→ **Challenge**:
Copy the part of the data below that opens with the line containing "Locate one point per instance of the yellow" and closes with the line containing "[(177, 247), (152, 222), (242, 93)]", both lines included, reproducing every line verbatim.

→ **Extracted information**:
== == ==

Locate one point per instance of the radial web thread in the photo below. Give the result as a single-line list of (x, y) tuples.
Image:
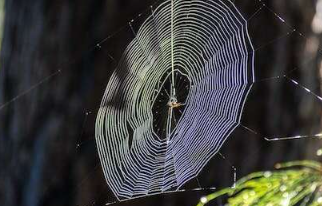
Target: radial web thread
[(175, 96)]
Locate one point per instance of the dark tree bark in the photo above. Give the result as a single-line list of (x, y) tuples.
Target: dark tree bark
[(53, 76)]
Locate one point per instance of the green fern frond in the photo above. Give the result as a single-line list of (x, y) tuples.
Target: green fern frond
[(294, 183)]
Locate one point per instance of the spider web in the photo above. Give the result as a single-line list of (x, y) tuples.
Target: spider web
[(281, 77), (187, 74)]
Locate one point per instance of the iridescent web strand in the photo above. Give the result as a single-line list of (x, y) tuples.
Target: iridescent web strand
[(148, 146)]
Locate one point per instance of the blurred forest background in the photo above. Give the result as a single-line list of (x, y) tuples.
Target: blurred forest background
[(53, 75)]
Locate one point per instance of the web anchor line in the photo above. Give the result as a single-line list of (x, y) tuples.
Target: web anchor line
[(281, 138), (208, 189)]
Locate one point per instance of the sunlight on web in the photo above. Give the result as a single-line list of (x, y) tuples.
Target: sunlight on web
[(185, 78)]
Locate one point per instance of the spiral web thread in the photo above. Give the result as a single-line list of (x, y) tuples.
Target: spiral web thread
[(175, 97)]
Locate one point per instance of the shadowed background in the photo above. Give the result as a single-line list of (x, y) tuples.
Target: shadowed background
[(53, 76)]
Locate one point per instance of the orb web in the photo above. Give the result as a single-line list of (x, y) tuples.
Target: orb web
[(175, 96)]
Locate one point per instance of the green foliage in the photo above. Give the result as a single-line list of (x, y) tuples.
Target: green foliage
[(294, 183)]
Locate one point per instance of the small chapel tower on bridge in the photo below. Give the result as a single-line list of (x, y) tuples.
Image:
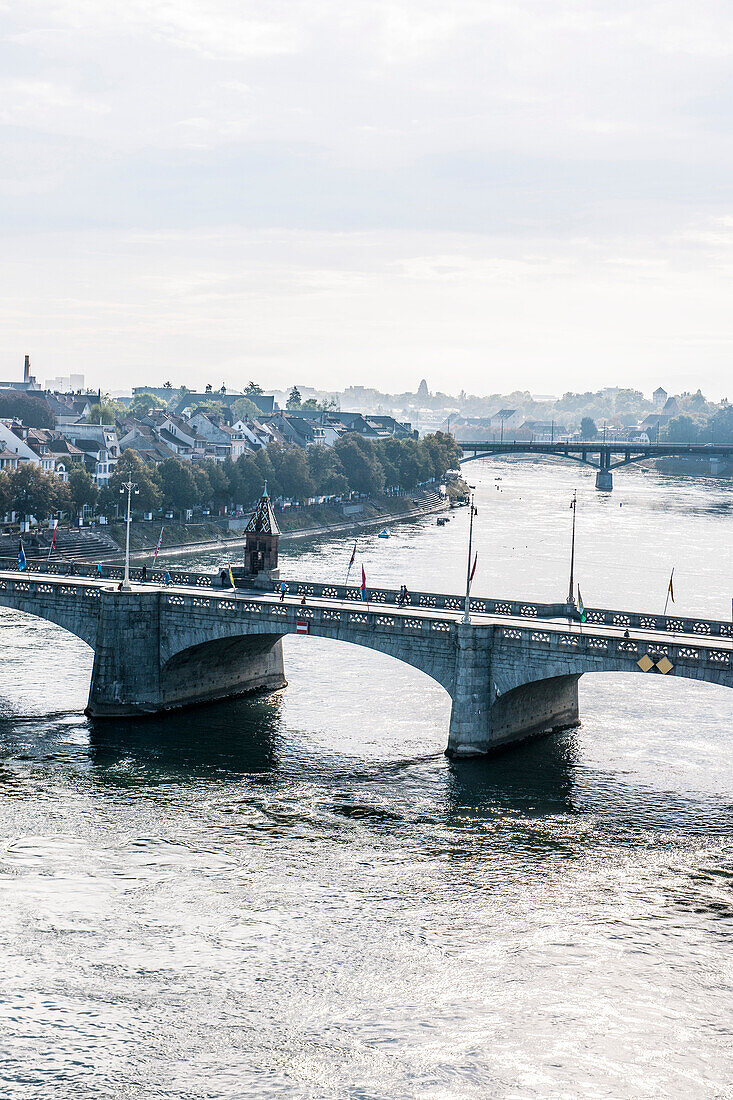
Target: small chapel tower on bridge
[(261, 539)]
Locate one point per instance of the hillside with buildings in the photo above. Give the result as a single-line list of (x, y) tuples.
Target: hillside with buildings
[(210, 451)]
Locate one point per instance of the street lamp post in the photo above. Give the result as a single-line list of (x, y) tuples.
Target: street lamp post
[(573, 505), (467, 617), (131, 487)]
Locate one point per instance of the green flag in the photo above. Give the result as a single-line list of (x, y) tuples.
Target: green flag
[(581, 609)]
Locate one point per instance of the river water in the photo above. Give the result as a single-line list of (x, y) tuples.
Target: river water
[(302, 897)]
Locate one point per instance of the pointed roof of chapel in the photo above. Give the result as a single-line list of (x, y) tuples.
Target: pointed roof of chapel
[(263, 520)]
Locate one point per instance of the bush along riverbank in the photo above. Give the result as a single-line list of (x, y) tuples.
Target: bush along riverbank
[(307, 521)]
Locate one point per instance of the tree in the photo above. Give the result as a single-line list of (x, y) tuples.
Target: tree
[(6, 493), (294, 402), (326, 471), (81, 490), (178, 484), (130, 466), (291, 468), (218, 480), (141, 404), (205, 493), (266, 473), (33, 492), (361, 466), (101, 414), (248, 481)]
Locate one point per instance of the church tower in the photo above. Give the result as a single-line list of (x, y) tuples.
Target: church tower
[(261, 539)]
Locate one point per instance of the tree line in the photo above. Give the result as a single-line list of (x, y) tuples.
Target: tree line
[(353, 464)]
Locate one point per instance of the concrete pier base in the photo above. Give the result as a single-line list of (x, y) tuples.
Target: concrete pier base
[(542, 706), (469, 733)]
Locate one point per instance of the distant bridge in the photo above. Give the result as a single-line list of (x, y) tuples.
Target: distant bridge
[(511, 672), (602, 457)]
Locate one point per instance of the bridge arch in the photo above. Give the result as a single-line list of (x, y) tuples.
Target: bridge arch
[(542, 454), (241, 640), (79, 620)]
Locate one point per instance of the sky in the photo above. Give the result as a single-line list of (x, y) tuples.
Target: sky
[(489, 194)]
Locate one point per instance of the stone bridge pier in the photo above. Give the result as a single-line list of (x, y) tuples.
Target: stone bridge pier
[(510, 674), (482, 718), (148, 659)]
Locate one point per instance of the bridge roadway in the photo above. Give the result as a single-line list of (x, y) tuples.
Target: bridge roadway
[(510, 674), (595, 453)]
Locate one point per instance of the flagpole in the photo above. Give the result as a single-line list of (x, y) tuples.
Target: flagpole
[(668, 590), (157, 548), (353, 557), (573, 505), (467, 616)]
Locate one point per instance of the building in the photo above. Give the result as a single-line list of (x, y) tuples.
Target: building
[(99, 446), (29, 382), (69, 384)]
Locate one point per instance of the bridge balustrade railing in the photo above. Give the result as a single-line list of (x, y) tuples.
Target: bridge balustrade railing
[(627, 649), (423, 601)]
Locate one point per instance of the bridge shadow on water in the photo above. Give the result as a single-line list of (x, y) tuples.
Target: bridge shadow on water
[(534, 778), (229, 739)]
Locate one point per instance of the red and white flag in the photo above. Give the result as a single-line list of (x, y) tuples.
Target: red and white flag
[(53, 541)]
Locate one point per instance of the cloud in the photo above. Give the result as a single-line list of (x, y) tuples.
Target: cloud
[(488, 178)]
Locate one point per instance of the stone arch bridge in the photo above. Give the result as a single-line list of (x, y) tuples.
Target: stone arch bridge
[(602, 457), (511, 672)]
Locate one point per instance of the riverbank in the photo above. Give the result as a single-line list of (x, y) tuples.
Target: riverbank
[(295, 524)]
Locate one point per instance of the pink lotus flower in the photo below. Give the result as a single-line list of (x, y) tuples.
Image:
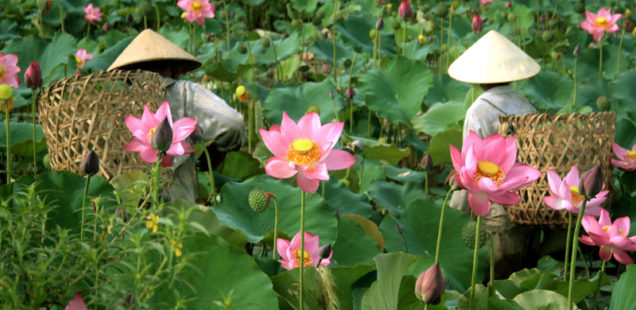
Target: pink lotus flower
[(290, 252), (142, 130), (197, 10), (600, 23), (478, 24), (487, 169), (626, 158), (564, 194), (305, 149), (92, 14), (611, 238), (9, 70), (81, 57), (76, 304)]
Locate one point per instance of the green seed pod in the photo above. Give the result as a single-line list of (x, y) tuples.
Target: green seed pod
[(468, 235)]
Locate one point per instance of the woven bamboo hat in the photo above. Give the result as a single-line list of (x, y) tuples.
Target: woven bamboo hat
[(149, 47), (493, 59)]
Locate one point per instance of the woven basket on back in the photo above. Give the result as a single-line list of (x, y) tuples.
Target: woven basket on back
[(87, 112), (557, 142)]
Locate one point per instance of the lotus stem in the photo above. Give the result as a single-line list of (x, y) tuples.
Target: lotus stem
[(35, 165), (302, 249), (567, 246), (473, 277), (88, 181), (575, 243), (275, 227), (441, 225), (212, 195)]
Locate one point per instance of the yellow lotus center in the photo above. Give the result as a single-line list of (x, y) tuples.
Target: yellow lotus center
[(303, 152), (486, 169), (601, 22), (306, 258), (196, 7), (150, 133), (577, 198), (240, 90)]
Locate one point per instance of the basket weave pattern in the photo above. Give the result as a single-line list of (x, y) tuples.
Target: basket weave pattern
[(557, 142), (87, 112)]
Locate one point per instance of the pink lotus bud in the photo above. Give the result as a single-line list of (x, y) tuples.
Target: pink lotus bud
[(405, 11), (430, 285), (591, 182), (478, 24), (33, 76)]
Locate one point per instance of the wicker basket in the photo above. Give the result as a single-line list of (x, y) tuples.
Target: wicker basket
[(557, 142), (87, 112)]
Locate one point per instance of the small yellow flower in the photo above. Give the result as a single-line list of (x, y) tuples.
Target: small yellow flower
[(177, 247), (152, 222), (242, 93)]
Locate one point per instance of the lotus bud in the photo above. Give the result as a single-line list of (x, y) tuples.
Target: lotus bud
[(350, 92), (6, 92), (325, 251), (427, 162), (478, 24), (405, 11), (430, 285), (591, 182), (379, 24), (33, 76), (162, 137), (90, 163), (258, 201)]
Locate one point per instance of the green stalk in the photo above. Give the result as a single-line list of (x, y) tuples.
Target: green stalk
[(8, 135), (491, 249), (210, 177), (567, 246), (473, 277), (575, 243), (618, 63), (302, 248), (35, 165), (275, 227), (600, 60), (88, 181), (441, 225), (598, 285)]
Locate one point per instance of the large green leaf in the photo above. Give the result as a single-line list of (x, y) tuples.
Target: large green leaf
[(396, 92), (624, 293), (236, 213), (221, 275), (420, 222), (541, 300), (297, 99), (56, 53), (440, 117), (383, 293)]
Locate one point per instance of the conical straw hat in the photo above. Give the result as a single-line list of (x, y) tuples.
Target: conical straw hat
[(493, 59), (150, 46)]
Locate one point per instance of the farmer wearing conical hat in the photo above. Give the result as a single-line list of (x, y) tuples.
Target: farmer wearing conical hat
[(494, 62), (218, 121)]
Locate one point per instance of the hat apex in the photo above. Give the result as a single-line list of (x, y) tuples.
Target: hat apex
[(150, 46), (493, 59)]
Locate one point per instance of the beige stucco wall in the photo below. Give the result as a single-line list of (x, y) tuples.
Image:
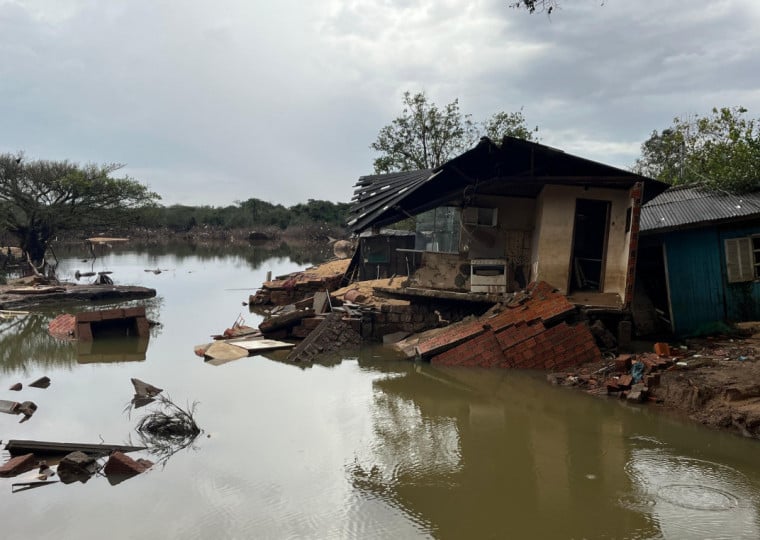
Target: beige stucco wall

== == ==

→ **Task result**:
Locate one point per instance of the yellow lotus center in the photo above. Give the result as a single-line list of (x, y) tuples.
Target: yellow lotus center
[(303, 152), (486, 169), (601, 22), (306, 258), (196, 7), (150, 133), (577, 198), (240, 90)]
Locate one point per instance of the basket weave pattern in the photo above. Give the result as a single-line list of (x, y) tuples.
Target: basket weave pattern
[(557, 142), (87, 112)]
Locate one point per instance of the pink lotus bud in the photo above. Give the result as a single-line list of (x, y) tuples.
Target: pink lotus bud
[(405, 11), (430, 285), (591, 182), (478, 24), (33, 76)]
Locate one point per instance of the wicker basket in the photo above. Give the result as a single-line list of (x, y) tuples.
Target: wicker basket
[(557, 142), (87, 112)]
Locate one point per instance of the small yellow flower in the photo above. Give the result as a single-line list of (x, y) tuples.
Target: small yellow flower
[(177, 247), (152, 222), (242, 93)]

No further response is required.